Document:
- - - -

Towards
Understanding the War
By Dr Ajay
Chrungoo
Kargil intrusion has raised an array of fundamental questions about the
functioning of
our intelligence set up, strategic thinking to political decision making.
Terms of reference of the Committee declared by the Prime Minister to go into
the various aspects of Kargil intrusion are broad enough to answer these
questions. Only if the committee applies itself with integrity and the political
leadership plays just a facilitator’s role. However the process of such an
introspection may still fall short of the desired objectives of making nation
wiser to evolve a comprehensive response to the Pak mechinations. The reason is
the reluctance which the Indian nation state has been showing in qualifying the
‘war form’ Pakistan has unleashed. The nation has to come to terms with this
‘war form’ if the aftermath of Kargil intrusion, which marked the upgradation of
Pakistani agression at all levels, is to be handled properly.
WAR FORM AND
DEFECTIVE STRATEGIC PARADIGM
The commonly used terminogologies for the Pakistani aggression of
various forms during last
decade have been ‘Proxy-war’ and ‘undeclard war’. Prox-war term, which is
more commonly used, squarely fails to qualify the nature of this war because
it creates a misleading impression about the instrumentalities
used in this war. The human factor involved through such a qualification,
becomes an element devoid of any will, conviction as well as independence of
action. Focus remains primarily on the external element.
The ‘undeclared
war’ terminology is also grossly inadequate, but does at
least qualify one
attribute of the ‘war form’ which is that the initiator of
the aggression
maintains a leverage of deniability and never formally owns the
responsibility for the aggression.
Both the
nomenclatures are the product of the extant strategic paradigm of a low-intensity
conflict which is neither able to perceive the gradual upgradation of
the aggression at various levels from within nor visualise and pre-empt the
quantum leap in the conflict from without. These commonly used
qualifications of Pakistani war also do not encompass the various components of the
aggression as well as its objectives long term or short term.
In the aftermath
of Kargil intrusion the experts on strategic concerns
however, appear
to be getting conscious of the limitations of the existing paradigm on
security issues. They have infact become highly critical of it.

- - - -

Records supplied:
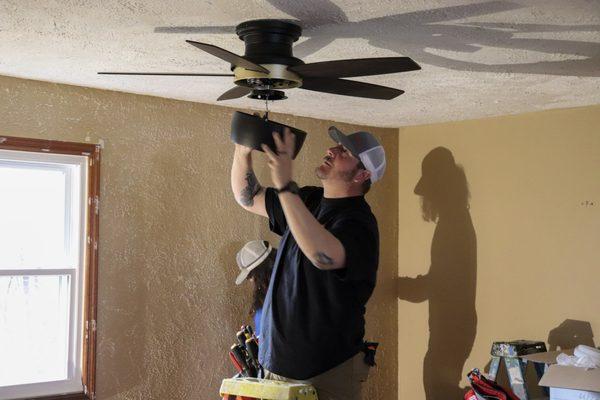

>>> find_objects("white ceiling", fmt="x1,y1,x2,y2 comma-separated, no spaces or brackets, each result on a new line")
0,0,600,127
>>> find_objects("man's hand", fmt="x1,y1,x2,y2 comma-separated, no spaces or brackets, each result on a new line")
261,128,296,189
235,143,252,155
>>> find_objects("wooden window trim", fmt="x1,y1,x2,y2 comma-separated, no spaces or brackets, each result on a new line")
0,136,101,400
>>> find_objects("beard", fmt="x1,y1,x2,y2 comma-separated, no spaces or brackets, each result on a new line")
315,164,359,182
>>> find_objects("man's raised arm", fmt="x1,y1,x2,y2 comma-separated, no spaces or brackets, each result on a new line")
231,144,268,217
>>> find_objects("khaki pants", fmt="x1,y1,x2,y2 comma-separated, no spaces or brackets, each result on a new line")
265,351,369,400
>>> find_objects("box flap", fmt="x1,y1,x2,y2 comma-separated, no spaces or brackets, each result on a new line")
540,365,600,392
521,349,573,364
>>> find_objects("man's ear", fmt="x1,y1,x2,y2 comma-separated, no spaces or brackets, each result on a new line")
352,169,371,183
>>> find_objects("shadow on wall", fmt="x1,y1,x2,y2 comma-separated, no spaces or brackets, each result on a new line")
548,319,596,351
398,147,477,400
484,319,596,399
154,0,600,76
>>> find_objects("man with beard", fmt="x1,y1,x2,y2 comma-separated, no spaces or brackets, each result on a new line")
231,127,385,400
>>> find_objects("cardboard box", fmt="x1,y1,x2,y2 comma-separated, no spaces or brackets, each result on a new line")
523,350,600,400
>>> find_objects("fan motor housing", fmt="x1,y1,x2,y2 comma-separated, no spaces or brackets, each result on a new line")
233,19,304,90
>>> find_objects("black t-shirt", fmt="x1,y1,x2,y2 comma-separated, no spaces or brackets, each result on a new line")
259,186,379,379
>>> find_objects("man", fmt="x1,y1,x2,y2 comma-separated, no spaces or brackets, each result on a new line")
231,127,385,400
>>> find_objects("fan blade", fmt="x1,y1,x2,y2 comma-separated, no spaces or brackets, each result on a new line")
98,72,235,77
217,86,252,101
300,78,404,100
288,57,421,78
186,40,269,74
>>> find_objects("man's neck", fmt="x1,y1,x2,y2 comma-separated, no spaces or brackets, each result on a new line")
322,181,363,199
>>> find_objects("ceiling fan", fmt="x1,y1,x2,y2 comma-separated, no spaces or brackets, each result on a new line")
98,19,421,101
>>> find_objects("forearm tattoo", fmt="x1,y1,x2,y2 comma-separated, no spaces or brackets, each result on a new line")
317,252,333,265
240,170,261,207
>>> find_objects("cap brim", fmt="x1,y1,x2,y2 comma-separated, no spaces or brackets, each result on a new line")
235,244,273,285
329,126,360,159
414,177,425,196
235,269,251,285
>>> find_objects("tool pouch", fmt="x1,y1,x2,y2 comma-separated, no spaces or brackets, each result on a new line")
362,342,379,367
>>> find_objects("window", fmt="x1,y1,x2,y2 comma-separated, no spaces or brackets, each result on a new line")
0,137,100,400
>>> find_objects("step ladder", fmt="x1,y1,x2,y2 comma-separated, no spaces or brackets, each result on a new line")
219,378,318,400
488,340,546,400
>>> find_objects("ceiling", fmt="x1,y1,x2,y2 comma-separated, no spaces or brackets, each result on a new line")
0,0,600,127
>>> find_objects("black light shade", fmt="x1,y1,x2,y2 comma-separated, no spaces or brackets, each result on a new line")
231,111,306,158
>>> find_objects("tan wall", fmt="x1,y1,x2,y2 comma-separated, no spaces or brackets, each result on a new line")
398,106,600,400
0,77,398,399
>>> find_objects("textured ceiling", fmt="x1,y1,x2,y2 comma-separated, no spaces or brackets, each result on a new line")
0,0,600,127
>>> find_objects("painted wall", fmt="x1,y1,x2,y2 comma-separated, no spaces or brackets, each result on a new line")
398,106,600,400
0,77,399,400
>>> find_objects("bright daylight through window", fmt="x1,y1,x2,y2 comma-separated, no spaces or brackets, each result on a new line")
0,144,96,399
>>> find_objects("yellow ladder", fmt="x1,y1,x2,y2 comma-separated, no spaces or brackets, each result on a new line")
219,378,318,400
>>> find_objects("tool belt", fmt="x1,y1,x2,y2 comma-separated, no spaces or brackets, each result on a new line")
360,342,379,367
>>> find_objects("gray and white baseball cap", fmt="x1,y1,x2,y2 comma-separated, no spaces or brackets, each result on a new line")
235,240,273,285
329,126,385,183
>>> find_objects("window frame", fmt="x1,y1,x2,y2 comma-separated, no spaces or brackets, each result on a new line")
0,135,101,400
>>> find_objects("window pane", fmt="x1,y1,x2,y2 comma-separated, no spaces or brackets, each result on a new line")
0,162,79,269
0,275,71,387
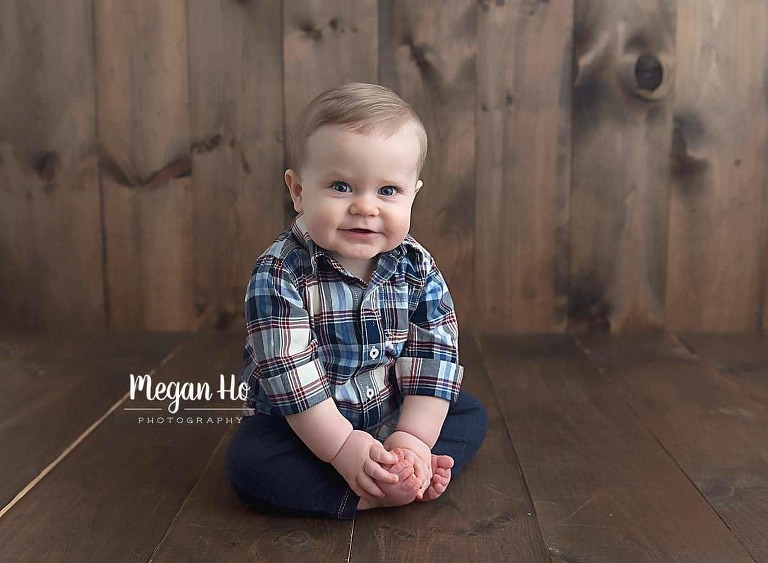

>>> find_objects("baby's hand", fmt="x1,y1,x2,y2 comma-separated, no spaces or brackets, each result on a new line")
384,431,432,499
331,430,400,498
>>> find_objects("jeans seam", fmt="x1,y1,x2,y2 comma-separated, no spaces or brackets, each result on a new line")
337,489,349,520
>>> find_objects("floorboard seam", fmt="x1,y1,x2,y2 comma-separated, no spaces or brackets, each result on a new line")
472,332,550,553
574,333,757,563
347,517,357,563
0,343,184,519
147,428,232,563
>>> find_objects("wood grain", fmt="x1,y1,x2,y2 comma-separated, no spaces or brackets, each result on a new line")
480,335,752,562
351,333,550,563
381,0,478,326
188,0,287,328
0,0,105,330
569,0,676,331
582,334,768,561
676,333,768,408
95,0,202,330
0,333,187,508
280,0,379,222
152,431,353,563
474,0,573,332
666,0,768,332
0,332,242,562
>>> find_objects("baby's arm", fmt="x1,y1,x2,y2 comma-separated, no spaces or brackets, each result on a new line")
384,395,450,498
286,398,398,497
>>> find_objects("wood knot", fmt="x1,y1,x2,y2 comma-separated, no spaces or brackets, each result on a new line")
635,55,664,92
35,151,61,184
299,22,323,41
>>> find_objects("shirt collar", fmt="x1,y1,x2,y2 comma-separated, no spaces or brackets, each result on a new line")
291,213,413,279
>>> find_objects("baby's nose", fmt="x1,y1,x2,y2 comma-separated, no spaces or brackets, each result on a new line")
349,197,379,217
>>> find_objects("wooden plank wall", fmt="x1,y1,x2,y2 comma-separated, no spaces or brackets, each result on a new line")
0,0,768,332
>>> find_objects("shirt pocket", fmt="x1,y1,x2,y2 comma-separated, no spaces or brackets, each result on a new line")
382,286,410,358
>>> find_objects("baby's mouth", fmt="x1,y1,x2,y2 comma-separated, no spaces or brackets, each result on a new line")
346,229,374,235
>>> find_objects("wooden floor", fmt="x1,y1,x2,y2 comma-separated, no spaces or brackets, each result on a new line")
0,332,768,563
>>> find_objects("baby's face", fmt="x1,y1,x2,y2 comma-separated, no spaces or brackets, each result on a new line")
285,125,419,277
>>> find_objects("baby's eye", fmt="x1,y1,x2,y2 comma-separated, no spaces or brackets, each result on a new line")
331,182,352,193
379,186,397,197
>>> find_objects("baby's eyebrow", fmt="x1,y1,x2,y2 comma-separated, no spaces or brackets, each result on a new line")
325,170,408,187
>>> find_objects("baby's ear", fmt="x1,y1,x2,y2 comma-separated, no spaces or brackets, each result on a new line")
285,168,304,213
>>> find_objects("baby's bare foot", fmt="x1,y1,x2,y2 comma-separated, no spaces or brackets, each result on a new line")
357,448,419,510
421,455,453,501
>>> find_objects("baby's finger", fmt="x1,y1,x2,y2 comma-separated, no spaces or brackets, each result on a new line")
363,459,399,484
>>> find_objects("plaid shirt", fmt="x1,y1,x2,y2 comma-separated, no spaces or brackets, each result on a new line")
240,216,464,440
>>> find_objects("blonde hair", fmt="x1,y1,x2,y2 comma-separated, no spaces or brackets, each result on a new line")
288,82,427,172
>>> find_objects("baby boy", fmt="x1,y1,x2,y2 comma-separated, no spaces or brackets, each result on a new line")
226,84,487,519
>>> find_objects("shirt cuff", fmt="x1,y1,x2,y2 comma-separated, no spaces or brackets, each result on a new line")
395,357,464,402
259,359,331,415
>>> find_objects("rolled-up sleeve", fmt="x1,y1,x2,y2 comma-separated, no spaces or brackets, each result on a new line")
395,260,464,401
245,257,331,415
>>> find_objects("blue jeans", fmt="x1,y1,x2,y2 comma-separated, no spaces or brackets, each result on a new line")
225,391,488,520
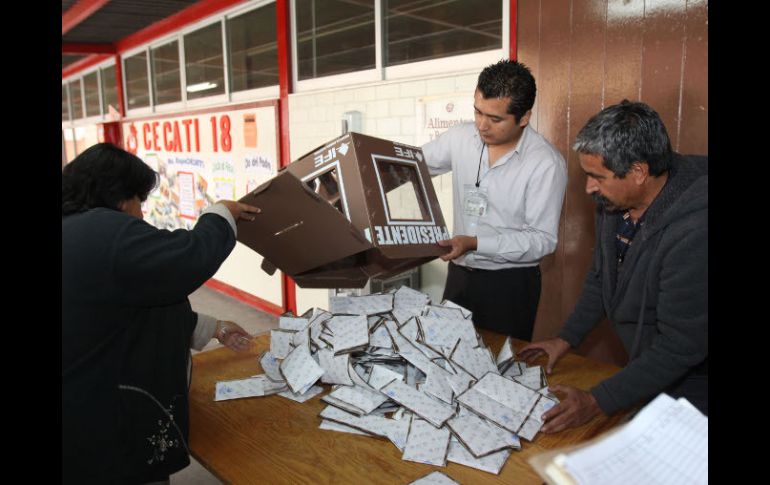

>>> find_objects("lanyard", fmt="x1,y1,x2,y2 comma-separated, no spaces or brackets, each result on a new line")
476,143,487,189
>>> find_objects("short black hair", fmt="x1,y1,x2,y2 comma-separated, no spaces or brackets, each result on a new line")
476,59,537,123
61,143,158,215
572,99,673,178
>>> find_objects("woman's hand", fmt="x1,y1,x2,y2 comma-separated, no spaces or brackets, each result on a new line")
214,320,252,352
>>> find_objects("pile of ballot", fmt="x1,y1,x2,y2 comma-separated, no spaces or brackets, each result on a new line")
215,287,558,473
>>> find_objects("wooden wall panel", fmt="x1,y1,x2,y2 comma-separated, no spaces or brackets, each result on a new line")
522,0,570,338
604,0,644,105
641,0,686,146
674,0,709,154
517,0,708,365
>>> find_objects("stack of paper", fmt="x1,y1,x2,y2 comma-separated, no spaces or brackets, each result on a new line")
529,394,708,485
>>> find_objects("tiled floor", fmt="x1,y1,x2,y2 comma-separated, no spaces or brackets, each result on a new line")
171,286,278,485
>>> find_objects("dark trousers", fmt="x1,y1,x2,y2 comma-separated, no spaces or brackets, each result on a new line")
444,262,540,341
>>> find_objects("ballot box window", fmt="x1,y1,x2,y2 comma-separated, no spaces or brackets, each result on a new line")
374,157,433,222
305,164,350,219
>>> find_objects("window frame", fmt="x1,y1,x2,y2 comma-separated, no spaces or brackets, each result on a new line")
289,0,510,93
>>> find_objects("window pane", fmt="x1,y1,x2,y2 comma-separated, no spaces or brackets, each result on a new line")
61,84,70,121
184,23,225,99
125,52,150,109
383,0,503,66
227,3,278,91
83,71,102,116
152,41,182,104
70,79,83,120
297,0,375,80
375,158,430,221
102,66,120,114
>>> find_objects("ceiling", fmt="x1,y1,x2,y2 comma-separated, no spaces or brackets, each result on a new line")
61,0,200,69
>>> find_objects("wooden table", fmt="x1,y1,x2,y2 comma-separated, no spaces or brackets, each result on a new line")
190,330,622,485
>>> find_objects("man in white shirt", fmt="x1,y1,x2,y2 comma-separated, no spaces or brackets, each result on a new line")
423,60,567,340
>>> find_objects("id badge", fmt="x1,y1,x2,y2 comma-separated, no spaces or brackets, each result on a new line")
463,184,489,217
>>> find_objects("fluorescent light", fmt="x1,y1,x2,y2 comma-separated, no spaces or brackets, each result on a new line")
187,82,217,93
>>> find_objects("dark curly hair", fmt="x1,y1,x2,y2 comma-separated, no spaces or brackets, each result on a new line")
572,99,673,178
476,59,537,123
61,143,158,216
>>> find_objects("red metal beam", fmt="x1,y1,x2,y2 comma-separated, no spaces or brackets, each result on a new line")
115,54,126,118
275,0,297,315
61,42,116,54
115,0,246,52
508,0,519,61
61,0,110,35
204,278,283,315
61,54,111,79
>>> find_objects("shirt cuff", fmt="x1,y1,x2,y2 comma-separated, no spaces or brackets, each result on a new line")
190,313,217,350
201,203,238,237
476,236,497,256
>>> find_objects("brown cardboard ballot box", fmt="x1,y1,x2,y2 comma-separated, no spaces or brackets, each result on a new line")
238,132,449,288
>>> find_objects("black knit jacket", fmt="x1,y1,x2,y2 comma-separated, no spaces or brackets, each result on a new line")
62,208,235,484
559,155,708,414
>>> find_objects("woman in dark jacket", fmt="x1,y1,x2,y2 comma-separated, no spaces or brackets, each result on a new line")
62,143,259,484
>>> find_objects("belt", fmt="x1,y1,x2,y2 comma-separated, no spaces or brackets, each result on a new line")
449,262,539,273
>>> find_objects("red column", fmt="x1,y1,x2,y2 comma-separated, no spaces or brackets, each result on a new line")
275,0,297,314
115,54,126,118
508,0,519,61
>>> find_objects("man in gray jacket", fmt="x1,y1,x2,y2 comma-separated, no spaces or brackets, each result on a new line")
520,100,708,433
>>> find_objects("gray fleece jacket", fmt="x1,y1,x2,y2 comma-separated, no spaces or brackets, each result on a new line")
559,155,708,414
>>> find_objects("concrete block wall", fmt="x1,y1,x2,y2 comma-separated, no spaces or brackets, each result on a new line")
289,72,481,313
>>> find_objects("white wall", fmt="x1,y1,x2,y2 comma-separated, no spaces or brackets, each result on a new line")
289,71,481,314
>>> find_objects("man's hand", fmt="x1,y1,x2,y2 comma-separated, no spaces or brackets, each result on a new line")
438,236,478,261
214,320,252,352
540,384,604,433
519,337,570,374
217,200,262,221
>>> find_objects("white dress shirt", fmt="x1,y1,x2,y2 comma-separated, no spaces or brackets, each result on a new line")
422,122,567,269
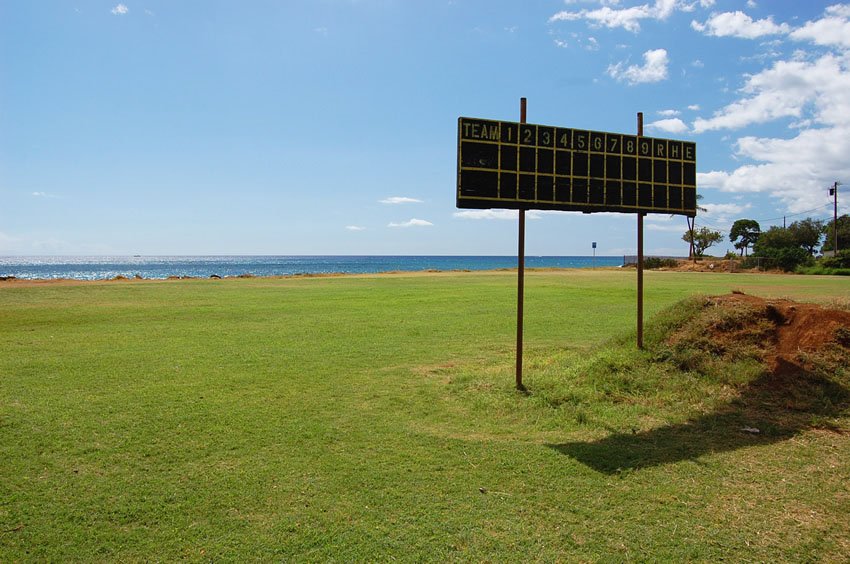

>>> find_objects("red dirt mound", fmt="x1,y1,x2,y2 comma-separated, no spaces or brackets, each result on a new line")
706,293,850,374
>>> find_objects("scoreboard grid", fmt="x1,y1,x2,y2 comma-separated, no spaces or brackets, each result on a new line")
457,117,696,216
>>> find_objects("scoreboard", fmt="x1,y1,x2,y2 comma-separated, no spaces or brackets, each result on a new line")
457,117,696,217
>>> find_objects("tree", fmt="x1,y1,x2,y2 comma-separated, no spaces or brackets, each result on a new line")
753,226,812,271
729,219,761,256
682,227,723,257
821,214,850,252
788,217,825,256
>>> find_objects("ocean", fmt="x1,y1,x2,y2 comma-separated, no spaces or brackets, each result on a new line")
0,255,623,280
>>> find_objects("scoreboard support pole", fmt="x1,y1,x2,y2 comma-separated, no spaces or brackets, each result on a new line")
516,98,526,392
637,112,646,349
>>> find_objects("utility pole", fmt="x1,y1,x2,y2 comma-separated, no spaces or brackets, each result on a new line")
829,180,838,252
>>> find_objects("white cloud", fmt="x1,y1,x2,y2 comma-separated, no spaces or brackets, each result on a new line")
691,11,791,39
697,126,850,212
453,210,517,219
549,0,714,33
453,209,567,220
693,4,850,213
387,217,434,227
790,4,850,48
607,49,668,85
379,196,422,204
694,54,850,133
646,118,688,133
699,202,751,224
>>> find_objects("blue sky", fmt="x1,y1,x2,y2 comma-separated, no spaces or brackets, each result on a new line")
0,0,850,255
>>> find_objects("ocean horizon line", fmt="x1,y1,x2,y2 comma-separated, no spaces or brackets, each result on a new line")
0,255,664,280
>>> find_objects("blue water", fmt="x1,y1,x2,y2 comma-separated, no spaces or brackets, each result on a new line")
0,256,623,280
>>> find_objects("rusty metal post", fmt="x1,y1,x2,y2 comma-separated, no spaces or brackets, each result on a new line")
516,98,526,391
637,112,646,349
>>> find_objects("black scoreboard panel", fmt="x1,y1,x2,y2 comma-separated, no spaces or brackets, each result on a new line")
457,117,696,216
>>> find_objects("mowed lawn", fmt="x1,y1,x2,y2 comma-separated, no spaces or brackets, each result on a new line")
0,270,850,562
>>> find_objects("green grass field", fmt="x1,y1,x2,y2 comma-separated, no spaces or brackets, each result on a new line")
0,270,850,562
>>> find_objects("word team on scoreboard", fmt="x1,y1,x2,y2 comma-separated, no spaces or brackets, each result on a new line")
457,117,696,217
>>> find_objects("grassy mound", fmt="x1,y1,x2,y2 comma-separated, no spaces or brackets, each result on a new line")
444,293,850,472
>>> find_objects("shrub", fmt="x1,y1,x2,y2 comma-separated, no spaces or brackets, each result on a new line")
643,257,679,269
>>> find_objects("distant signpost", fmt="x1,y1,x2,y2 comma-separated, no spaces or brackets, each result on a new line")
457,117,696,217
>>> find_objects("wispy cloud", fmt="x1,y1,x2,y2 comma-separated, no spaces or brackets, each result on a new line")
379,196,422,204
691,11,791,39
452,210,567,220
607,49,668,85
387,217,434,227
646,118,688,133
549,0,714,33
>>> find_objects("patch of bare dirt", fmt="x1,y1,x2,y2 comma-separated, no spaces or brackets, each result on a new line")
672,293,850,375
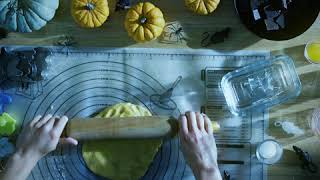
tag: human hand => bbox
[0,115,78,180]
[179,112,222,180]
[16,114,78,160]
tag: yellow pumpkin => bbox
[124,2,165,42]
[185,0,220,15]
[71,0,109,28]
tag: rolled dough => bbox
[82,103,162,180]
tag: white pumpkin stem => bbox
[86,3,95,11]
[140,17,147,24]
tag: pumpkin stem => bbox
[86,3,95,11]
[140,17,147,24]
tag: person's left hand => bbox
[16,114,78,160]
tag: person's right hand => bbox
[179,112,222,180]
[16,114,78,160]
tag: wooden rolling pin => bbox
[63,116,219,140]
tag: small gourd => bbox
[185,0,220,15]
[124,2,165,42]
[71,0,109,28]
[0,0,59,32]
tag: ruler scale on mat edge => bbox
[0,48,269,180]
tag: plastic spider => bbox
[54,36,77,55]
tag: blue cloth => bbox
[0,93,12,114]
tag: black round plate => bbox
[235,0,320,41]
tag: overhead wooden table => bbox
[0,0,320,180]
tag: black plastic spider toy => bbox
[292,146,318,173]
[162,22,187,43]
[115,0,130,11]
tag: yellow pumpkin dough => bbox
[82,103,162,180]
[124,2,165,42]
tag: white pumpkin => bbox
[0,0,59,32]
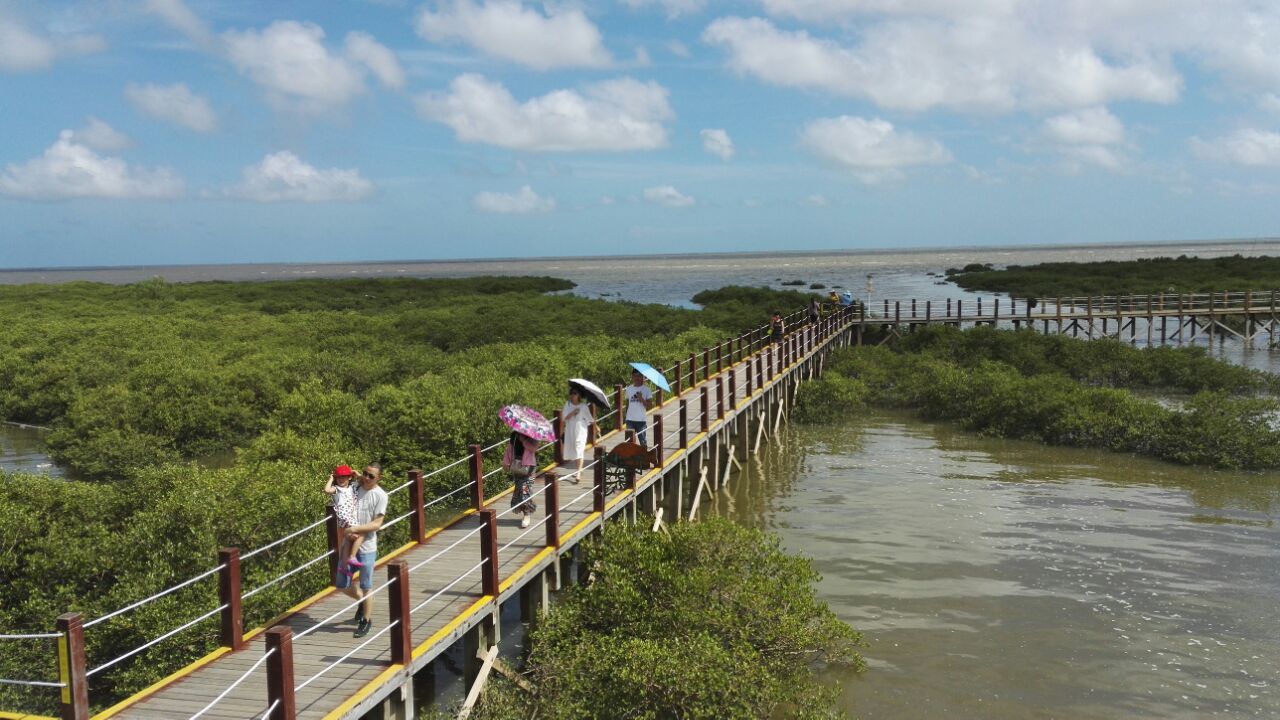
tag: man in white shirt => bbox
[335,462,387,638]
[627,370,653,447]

- - - -

Given instruction 1: Summarize the Kargil essay in two sentences.
Given instruction 2: Reproduce everything in the Kargil essay from "WAR FORM AND" down to "the external element.".
Given instruction 3: According to the Kargil essay, which two terms have commonly been used for Pakistani aggression over the last decade?

Written reply 1: The Kargil intrusion has raised basic questions about India's intelligence setup, strategic thinking and political decision making, and the nation must come to terms with the "war form" Pakistan has unleashed if the intrusion's aftermath is to be handled properly. The common terms "proxy-war" and "undeclared war" fail to capture this war, since both come from a low-intensity conflict paradigm whose limitations strategic experts have grown highly critical of since Kargil.

Written reply 2:
WAR FORM AND
DEFECTIVE STRATEGIC PARADIGM
The commonly used terminogologies for the Pakistani aggression of
various forms during last
decade have been ‘Proxy-war’ and ‘undeclard war’. Prox-war term, which is
more commonly used, squarely fails to qualify the nature of this war because
it creates a misleading impression about the instrumentalities
used in this war. The human factor involved through such a qualification,
becomes an element devoid of any will, conviction as well as independence of
action. Focus remains primarily on the external element.

Written reply 3: "Proxy-war" and "undeclared war."